## START Given information

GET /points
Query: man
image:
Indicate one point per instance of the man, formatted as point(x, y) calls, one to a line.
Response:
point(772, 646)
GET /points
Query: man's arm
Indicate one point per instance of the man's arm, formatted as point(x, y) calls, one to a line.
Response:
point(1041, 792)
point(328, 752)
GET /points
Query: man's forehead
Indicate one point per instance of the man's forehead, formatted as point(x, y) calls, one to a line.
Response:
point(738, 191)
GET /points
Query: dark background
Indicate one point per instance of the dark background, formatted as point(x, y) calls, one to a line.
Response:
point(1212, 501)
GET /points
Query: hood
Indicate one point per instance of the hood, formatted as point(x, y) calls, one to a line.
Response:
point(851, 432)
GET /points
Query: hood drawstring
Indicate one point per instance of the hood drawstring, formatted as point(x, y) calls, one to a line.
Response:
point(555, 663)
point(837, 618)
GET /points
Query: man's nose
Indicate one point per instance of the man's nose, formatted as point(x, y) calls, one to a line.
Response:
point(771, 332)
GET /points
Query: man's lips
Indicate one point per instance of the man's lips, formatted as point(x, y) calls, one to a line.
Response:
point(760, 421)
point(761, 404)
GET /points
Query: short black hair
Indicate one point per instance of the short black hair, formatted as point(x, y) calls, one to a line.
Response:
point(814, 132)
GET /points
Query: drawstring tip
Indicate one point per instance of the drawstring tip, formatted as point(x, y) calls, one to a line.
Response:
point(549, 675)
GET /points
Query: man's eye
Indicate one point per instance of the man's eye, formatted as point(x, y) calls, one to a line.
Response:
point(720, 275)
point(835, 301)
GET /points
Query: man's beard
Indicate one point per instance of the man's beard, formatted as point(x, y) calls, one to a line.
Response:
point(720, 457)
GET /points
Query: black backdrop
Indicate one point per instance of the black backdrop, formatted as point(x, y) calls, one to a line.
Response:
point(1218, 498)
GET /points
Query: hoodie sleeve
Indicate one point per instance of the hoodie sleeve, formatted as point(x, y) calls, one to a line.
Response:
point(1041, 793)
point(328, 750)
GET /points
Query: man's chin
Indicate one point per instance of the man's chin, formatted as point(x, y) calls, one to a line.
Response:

## END Given information

What this task involves :: Could you recast every line of the records above as a numbered list, leaving out any blank lines?

Result of this exercise ::
1. GET /points
2. Query: man
3. image:
4. Indicate one point per instance of the man, formatted as point(x, y) calls, one to a line.
5. Response:
6. point(772, 646)
7. GET /points
8. Query: man's arm
9. Indicate one point per instance of the man's arm, formatted as point(x, y) calls, one to a line.
10. Response:
11. point(1041, 792)
12. point(328, 752)
13. GET /points
14. Query: man's forehead
15. Indicate one point per instance of the man's forehead, formatted as point(x, y) calls, one to a line.
16. Response:
17. point(738, 191)
18. GET /points
19. Query: dark background
20. Indicate one point per instance of the dark background, formatted as point(x, y) calls, one to a line.
21. Response:
22. point(1212, 501)
23. GET /points
24. Query: hood
25. Indicate one point per instance of the hood, formatted as point(x, y) calls, one to a line.
26. Response:
27. point(851, 432)
28. GET /points
29. Query: hood drawstring
30. Indicate one point per instance of the hood drawstring, formatted as point(x, y) calls, one to a line.
31. Response:
32. point(555, 663)
33. point(837, 618)
34. GET /points
35. Query: man's nose
36. Indicate one point per instance of the man's nose, formatted as point(x, y) calls, one to a line.
37. Response:
38. point(771, 332)
39. GET /points
40. Query: man's lips
41. Indicate one point per instance of the man's lips, formatted as point(x, y) calls, one to a line.
42. Response:
43. point(760, 421)
44. point(761, 404)
45. GET /points
46. Query: short black hair
47. Indicate one point per instance of the short black hair, formatted as point(x, y) calls, one to a line.
48. Response:
49. point(814, 132)
50. GET /points
51. Query: drawstring tip
52. Indicate one point per instance of the drawstring tip, formatted as point(x, y) calls, one to a line.
53. Response:
54. point(549, 675)
55. GET /points
56. Query: man's eye
57. Indicate one point per instance of the man's eye, formatted as point(x, y) calls, one to a line.
58. Response:
59. point(720, 275)
60. point(835, 301)
61. GET /points
62. Query: man's beard
63. Indicate one point per instance of the man's beard, formatted as point(x, y) calls, one to a line.
64. Response:
65. point(720, 457)
66. GET /points
67. Query: black backdrop
68. Indicate one point per instance of the black backdrop, formatted as point(x, y) calls, one to a line.
69. Response:
70. point(1218, 498)
71. GET /points
72. Query: hoodie sleeve
73. Indicate one point per instance of the hoodie sleeve, formatted as point(x, y) calls, one to a line.
74. Response:
75. point(1041, 793)
76. point(328, 750)
77. GET /points
78. Query: man's chin
79. Indicate one point per instance of the man's chin, formatted as point(x, y) calls, one to a line.
80. Response:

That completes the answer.